> [Stored items]:
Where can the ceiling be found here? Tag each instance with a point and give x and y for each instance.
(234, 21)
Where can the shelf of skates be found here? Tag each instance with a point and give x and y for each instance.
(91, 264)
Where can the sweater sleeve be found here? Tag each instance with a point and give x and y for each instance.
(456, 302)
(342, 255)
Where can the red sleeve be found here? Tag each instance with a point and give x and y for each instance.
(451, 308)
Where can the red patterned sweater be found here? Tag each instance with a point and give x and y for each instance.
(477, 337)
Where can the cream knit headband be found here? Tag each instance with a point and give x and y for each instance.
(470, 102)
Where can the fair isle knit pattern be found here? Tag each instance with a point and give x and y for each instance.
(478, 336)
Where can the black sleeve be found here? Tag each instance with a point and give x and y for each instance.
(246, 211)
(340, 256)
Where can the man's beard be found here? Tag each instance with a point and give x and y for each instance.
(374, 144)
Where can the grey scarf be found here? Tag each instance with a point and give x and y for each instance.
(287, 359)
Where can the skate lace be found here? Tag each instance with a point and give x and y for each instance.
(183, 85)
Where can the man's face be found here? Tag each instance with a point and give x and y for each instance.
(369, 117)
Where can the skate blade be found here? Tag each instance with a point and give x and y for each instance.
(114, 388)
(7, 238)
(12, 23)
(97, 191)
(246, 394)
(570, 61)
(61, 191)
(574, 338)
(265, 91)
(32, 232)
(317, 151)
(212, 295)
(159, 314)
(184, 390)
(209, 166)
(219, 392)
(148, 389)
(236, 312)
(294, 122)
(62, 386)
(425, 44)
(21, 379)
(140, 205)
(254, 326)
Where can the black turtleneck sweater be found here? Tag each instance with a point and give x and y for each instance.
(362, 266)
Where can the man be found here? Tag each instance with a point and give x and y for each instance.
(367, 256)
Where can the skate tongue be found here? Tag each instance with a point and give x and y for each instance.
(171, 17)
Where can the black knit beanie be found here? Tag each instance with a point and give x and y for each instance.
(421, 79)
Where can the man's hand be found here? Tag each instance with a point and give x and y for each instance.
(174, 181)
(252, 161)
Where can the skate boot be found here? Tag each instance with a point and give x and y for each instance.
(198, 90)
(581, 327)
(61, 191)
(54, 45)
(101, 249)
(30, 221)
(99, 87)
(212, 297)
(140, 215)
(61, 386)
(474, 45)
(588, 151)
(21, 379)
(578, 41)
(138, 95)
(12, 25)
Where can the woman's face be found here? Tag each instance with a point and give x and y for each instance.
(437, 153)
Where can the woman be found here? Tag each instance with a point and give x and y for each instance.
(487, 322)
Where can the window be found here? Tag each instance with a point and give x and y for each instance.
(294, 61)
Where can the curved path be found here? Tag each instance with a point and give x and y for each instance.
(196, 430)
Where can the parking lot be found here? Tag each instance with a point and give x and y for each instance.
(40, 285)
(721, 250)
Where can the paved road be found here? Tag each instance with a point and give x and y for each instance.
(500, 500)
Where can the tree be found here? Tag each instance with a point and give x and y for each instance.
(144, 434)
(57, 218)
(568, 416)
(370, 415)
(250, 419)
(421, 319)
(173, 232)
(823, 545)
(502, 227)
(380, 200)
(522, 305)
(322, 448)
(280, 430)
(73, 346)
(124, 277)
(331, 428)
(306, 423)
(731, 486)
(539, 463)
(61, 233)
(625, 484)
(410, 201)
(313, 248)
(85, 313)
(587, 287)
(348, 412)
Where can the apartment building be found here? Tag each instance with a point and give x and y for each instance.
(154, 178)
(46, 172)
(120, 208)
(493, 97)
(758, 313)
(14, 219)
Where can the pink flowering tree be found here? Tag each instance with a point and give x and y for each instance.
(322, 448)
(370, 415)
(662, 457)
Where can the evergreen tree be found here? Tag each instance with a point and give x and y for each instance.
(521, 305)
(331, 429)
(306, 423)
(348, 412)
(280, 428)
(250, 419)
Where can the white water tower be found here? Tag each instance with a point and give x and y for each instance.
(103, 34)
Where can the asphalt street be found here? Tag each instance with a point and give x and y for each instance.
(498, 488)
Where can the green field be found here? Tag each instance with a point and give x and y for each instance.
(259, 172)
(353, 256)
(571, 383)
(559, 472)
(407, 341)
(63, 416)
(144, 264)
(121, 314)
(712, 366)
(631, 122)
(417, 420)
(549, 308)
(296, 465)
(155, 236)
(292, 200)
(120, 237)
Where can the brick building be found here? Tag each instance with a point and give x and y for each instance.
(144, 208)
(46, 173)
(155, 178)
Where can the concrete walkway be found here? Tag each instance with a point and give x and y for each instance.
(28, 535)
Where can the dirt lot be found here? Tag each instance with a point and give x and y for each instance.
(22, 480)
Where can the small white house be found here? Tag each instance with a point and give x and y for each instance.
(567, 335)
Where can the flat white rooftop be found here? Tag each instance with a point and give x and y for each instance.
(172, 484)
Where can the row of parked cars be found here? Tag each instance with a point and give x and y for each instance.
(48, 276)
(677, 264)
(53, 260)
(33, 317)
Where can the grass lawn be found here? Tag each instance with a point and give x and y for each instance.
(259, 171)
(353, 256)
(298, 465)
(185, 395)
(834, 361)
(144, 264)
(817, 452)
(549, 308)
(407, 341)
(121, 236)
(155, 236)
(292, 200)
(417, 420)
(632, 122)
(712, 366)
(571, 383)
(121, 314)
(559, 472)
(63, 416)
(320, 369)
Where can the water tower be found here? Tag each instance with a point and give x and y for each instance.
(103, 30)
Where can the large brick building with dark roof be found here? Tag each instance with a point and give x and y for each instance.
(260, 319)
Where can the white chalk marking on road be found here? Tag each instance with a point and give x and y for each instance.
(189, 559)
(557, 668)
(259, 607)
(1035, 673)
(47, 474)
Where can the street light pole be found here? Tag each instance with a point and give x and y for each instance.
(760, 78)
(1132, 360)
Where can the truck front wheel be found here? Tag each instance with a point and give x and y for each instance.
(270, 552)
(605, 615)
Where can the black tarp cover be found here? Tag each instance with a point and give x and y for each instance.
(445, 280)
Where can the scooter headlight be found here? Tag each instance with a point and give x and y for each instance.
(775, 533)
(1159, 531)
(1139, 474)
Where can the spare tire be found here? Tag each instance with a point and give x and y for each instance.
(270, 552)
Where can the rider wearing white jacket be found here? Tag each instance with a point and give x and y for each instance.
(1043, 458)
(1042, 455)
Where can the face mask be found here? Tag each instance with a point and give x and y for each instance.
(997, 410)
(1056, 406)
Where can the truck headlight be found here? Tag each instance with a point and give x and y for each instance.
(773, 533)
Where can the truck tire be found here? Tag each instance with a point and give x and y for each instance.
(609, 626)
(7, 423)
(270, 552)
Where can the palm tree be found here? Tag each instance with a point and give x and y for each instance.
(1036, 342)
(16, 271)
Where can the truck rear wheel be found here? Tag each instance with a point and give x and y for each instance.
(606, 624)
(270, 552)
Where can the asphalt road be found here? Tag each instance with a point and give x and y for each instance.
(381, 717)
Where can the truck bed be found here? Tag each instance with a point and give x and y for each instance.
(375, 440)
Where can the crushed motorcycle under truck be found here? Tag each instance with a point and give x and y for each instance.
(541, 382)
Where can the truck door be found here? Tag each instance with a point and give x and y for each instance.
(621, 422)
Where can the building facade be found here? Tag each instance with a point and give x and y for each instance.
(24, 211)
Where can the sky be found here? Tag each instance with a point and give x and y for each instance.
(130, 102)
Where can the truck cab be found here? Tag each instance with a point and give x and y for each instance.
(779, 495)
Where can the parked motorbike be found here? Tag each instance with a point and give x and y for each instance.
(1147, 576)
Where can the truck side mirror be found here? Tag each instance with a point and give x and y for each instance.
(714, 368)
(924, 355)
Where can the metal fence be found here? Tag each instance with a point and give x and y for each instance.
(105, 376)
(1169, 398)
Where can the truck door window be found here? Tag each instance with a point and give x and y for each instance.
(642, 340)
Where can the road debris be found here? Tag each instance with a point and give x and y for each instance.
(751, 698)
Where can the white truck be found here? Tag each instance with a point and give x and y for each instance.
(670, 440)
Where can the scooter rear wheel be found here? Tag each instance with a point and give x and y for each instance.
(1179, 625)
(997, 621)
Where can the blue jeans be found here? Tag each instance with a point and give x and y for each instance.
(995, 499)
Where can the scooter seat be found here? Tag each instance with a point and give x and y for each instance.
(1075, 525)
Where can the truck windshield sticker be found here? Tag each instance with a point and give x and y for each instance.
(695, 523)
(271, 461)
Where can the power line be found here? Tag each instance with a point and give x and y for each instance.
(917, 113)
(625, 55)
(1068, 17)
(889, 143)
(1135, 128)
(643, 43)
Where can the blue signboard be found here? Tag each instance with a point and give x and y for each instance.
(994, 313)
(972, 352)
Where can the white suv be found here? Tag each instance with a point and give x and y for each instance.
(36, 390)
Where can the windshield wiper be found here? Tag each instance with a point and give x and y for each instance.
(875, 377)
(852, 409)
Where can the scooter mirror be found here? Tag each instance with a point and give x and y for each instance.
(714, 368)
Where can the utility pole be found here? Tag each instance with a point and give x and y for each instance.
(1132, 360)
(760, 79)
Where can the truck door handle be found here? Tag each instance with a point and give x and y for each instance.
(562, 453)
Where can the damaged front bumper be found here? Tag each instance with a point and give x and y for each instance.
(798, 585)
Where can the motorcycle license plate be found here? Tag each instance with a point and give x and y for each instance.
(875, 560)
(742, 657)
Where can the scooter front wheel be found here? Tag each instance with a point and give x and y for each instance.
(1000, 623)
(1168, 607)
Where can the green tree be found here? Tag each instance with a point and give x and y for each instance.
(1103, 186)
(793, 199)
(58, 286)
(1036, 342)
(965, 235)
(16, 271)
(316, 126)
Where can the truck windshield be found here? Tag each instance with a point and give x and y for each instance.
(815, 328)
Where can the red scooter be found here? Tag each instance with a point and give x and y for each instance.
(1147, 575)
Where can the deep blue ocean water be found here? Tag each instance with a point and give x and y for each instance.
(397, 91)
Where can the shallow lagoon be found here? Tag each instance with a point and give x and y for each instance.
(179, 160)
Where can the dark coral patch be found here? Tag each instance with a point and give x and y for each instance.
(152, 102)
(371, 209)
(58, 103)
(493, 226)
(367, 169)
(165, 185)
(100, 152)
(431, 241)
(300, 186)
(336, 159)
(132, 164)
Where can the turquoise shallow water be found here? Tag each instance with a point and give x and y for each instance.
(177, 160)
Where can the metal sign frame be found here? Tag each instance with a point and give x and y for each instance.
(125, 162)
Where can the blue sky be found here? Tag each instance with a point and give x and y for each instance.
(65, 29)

> [WHAT IS REQUIRED]: Exactly as they appear, print the lines from the one holding "Where can the metal sign" through the final line of the entries, and no others.

> [SOLUTION]:
Where can the metal sign frame be found here? Tag each instance with a point and give x and y for each instance.
(125, 162)
Where can the blue sky be found here? Tag each instance with a point and give x and y for each instance.
(65, 29)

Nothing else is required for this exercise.